> GIVEN PASSAGE:
Re: [-mm][PATCH 3/4] Add rlimit controller accounting and control

From: Balbir Singh
Date: Thu May 08 2008 - 10:55:26 EST

Next message: Jeremy Fitzhardinge: "Re: [PATCH/RFC] stop_machine: make stop_machine_run more virtualizationfriendly"
Previous message: Dave Hansen: "Re: [PATCH] x86: fix PAE pmd_bad bootup warning"
In reply to: Balbir Singh: "Re: [-mm][PATCH 3/4] Add rlimit controller accounting and control"
Next in thread: Paul Menage: "Re: [-mm][PATCH 3/4] Add rlimit controller accounting and control"
Messages sorted by: [ date ] [ thread ] [ subject ] [ author ]

Paul Menage wrote:
> On Sat, May 3, 2008 at 2:38 PM, Balbir Singh <balbir@xxxxxxxxxxxxxxxxxx> wrote:
>> +
>> +int rlimit_cgroup_charge_as(struct mm_struct *mm, unsigned long nr_pages)
>> +{
>> + int ret;
>> + struct rlimit_cgroup *rcg;
>> +
>> + rcu_read_lock();
>> + rcg = rlimit_cgroup_from_task(rcu_dereference(mm->owner));
>> + css_get(&rcg->css);
>> + rcu_read_unlock();
>> +
>> + ret = res_counter_charge(&rcg->as_res, (nr_pages << PAGE_SHIFT));
>> + css_put(&rcg->css);
>> + return ret;
>> +}
>
> You need to synchronize against mm->owner changing, or
> mm->owner->cgroups changing. How about:
>
> int rlimit_cgroup_charge_as(struct mm_struct *mm, unsigned long nr_pages)

> THE RECORDS:
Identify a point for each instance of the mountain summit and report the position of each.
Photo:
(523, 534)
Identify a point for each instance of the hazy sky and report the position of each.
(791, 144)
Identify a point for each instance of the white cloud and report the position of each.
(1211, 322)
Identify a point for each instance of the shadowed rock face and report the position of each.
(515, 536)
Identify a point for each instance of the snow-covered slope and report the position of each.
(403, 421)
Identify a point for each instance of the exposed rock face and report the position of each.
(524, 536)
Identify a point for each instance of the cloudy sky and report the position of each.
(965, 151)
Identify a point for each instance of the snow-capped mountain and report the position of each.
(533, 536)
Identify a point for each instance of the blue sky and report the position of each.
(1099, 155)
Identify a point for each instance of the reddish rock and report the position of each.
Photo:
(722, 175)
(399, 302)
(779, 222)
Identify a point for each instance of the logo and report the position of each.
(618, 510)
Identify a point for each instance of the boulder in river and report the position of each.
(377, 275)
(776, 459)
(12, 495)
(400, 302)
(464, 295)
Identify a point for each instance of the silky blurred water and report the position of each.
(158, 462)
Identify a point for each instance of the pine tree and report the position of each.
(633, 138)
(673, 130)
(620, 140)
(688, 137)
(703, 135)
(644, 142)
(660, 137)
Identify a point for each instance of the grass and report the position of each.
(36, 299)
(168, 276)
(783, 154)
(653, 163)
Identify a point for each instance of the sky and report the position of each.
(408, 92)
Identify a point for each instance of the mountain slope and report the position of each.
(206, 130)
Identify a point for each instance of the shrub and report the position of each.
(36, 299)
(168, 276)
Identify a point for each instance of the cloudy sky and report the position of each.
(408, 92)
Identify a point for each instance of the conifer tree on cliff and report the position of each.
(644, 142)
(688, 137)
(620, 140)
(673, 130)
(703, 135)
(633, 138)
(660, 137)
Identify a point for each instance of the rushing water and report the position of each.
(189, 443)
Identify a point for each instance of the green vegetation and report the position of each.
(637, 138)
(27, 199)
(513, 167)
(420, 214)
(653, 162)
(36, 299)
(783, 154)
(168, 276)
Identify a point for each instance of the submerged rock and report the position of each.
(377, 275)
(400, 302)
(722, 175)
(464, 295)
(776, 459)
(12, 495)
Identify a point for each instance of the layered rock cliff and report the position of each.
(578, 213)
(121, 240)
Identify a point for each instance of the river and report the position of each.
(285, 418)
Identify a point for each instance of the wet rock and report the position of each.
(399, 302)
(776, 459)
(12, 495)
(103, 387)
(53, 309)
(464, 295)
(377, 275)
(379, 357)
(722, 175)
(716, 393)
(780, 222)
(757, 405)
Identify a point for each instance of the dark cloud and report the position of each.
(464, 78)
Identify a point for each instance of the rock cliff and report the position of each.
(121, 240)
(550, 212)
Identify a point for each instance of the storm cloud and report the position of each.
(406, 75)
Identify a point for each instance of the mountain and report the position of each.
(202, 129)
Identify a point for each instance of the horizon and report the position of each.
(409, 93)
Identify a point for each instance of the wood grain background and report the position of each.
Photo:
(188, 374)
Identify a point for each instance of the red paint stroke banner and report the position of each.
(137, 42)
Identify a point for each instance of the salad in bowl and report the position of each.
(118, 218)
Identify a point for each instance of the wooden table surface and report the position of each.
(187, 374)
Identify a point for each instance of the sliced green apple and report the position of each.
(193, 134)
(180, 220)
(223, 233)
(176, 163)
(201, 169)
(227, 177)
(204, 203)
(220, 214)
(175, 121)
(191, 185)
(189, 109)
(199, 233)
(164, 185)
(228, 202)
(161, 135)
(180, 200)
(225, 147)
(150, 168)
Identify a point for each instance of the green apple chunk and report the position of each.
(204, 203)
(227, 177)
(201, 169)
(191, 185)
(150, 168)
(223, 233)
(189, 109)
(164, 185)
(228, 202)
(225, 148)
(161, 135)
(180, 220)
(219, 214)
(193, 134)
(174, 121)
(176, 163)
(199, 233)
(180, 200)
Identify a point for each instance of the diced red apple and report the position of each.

> THE TASKS:
A. Can you rescale the rows from the first one through the line holding "(1099, 155)", both included, by writing them out again with their requests and multiplying every point coordinate in the answers by 2.35, rounding to whole numbers with halves going up?
B. How would the mailing-list message about the rlimit controller patch extend past its final line?
The rows are unrelated to the mailing-list message about the rlimit controller patch.

> TASK ANSWERS:
A.
Identify a point for each instance of the mountain summit and report the position of each.
Photo:
(1229, 1255)
Identify a point for each instance of the hazy sky and report the position of each.
(1859, 338)
Identify a point for each instance of the white cloud and report the position of each.
(2846, 757)
Identify a point for each instance of the shadowed rock face and report the position of each.
(1210, 1260)
Identify a point for each instance of the snow-covered slope and report the position of each.
(947, 989)
Identify a point for each instance of the exposed rock face and report the position of each.
(1231, 1260)
Identify a point for each instance of the cloudy sky and report the position of each.
(2268, 355)
Identify a point for each instance of the snow-capped mountain and report the position of each.
(1253, 1260)
Identify a point for each instance of the blue sky and report the position of each.
(2583, 364)

B.
> {
> int ret;
> struct rlimit_cgroup *rcg;
> struct task_struct *owner;
>
> rcu_read_lock();
> again:
>
> /* Find and lock the owner of the mm */
> owner = rcu_dereference(mm->owner);
> task_lock(owner);
> if (mm->owner != owner) {
> task_unlock(owner);
> goto again;
> }
>
> /* Charge the owner's cgroup with the new memory */
> rcg = rlimit_cgroup_from_task(owner);
> ret = res_counter_charge(&rcg->as_res, (nr_pages << PAGE_SHIFT));
> task_unlock(owner);
> rcu_read_unlock();
> return ret;
> }
>

My mind goes blank at times, so forgive me asking, what happens if we don't use
task_lock(). mm->owner cannot be freed, even if it changes, we get the callback
in mm_owner_changed(). The locations from where we call _charge and _uncharge,
we know that the mm is not going to change either.

>> +
>> +void rlimit_cgroup_uncharge_as(struct mm_struct *mm, unsigned long nr_pages)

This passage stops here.